→ **WHAT YOU ARE ASKED TO DO**: Copy every line of the entries below from the line containing "I would be grateful for your help with the red japanese" down through the line containing "point(65, 136)", leaving out the pictures and keeping the requests unchanged. Multiply each coordinate in the answer points by 1.4 and round to the nearest whole number, with halves rounded up.

Entries from a pointing dataset:
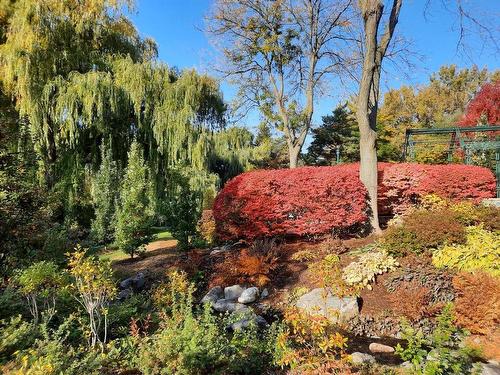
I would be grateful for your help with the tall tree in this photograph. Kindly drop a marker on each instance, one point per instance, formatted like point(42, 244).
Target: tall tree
point(104, 195)
point(375, 49)
point(337, 132)
point(378, 31)
point(279, 53)
point(134, 213)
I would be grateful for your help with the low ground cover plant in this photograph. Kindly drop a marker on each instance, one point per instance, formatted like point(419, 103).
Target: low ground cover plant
point(477, 302)
point(423, 230)
point(364, 271)
point(480, 252)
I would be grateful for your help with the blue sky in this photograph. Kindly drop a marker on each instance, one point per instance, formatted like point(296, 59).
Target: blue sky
point(176, 25)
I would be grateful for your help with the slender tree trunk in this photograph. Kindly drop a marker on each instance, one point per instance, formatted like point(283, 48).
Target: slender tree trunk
point(293, 153)
point(367, 104)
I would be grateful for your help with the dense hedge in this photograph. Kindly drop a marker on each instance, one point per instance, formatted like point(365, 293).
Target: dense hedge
point(316, 200)
point(401, 185)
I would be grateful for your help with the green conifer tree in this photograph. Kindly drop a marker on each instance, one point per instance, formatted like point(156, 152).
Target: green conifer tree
point(104, 194)
point(134, 213)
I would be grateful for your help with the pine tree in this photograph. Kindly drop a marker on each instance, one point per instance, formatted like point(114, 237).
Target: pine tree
point(134, 213)
point(104, 195)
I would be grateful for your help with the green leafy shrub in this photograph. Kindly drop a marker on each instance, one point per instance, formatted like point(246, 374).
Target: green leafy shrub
point(135, 209)
point(39, 282)
point(441, 352)
point(423, 230)
point(480, 252)
point(369, 265)
point(192, 342)
point(15, 334)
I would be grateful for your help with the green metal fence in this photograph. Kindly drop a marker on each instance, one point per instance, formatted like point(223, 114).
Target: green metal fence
point(469, 140)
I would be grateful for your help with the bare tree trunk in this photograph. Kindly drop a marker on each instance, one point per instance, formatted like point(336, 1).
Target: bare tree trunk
point(367, 103)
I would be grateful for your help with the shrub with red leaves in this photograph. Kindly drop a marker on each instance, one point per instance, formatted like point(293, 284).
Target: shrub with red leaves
point(301, 201)
point(402, 185)
point(317, 200)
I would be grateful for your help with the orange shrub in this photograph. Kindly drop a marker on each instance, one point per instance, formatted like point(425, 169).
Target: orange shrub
point(411, 300)
point(477, 301)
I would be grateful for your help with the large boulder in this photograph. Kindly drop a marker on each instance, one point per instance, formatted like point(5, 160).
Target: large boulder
point(233, 292)
point(228, 305)
point(320, 302)
point(249, 295)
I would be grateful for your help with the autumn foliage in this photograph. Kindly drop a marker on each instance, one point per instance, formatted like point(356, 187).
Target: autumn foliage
point(318, 200)
point(485, 107)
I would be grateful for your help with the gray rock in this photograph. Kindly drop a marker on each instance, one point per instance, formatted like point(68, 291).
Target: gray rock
point(375, 347)
point(228, 305)
point(264, 294)
point(258, 320)
point(233, 292)
point(249, 295)
point(213, 295)
point(358, 358)
point(319, 302)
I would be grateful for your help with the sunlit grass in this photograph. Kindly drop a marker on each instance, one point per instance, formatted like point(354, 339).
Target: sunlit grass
point(113, 254)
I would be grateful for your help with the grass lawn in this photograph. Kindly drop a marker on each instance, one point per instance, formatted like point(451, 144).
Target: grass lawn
point(113, 254)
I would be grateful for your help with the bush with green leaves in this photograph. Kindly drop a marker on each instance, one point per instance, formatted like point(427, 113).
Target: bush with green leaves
point(39, 283)
point(440, 353)
point(104, 196)
point(15, 334)
point(183, 210)
point(191, 341)
point(480, 252)
point(135, 209)
point(364, 271)
point(423, 230)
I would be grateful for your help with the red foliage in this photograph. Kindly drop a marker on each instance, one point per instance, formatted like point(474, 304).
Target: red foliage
point(317, 200)
point(301, 201)
point(484, 106)
point(401, 185)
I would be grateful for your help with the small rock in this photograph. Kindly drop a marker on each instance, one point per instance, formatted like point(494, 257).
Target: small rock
point(138, 281)
point(249, 295)
point(213, 295)
point(258, 320)
point(380, 348)
point(228, 305)
point(489, 368)
point(233, 292)
point(319, 302)
point(124, 294)
point(358, 358)
point(406, 365)
point(125, 284)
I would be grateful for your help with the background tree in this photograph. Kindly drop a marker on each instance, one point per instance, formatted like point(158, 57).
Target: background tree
point(337, 130)
point(378, 32)
point(278, 53)
point(484, 109)
point(104, 196)
point(134, 214)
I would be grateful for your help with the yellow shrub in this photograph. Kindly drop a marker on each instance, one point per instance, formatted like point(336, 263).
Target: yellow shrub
point(480, 252)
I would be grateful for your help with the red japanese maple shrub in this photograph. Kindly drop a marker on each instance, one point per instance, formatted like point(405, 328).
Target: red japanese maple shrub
point(317, 200)
point(290, 202)
point(403, 185)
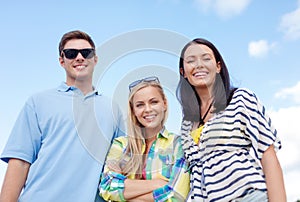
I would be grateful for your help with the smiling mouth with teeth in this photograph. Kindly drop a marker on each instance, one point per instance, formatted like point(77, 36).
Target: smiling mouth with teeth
point(80, 67)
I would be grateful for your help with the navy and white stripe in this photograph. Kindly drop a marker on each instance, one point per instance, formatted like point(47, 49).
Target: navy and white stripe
point(225, 165)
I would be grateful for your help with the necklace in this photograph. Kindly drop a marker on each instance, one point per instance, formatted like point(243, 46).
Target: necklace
point(201, 122)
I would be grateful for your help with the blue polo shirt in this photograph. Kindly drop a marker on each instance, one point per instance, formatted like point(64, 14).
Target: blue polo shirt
point(65, 136)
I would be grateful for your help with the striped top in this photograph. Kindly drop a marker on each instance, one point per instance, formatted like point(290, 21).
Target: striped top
point(226, 163)
point(165, 160)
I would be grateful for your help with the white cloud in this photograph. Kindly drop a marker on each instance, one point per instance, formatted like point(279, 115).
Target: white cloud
point(228, 8)
point(223, 8)
point(260, 48)
point(290, 24)
point(292, 93)
point(286, 123)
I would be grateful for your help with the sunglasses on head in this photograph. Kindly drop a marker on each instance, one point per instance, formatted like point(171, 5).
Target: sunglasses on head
point(147, 79)
point(87, 53)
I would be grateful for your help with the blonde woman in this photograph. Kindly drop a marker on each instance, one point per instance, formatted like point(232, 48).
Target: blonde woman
point(148, 164)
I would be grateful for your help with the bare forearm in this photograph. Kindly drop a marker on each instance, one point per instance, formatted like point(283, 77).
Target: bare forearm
point(143, 198)
point(14, 180)
point(138, 188)
point(274, 176)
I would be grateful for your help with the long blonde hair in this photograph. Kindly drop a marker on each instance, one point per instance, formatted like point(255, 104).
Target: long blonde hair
point(136, 139)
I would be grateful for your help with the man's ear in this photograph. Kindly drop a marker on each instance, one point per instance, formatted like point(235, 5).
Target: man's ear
point(61, 61)
point(182, 72)
point(219, 67)
point(96, 59)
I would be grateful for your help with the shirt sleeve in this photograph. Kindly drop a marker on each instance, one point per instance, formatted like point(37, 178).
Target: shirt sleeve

→ **FULL RESPONSE**:
I would be grateful for your help with the red japanese maple shrub in this photograph. Kindly drop a marker on each instance, one point per instance, formatted like point(405, 328).
Target: red japanese maple shrub
point(444, 280)
point(406, 283)
point(564, 259)
I would be grateful for your help with the smiling mouth with teeth in this photograph. Kindly drop a marker on each instance, one point per instance, formatted like point(77, 36).
Target: smiling mouth with teeth
point(112, 94)
I would be grateful for your help with the navy and white stripe in this photograph. Kindly drop a marker on each instance, one point per instance, formatted like point(47, 49).
Target: navy and white stripe
point(315, 231)
I would be grateful for your help with the necklace in this photograph. Kindly drop a marker on each instance, one point per instance, formatted like point(243, 46).
Target: necklace
point(281, 171)
I would be grateful for your help with the blue polo shirt in this photograph. Kindly drop a marker on each instance, one point per instance, formatted like point(64, 14).
Target: blue polo shirt
point(91, 190)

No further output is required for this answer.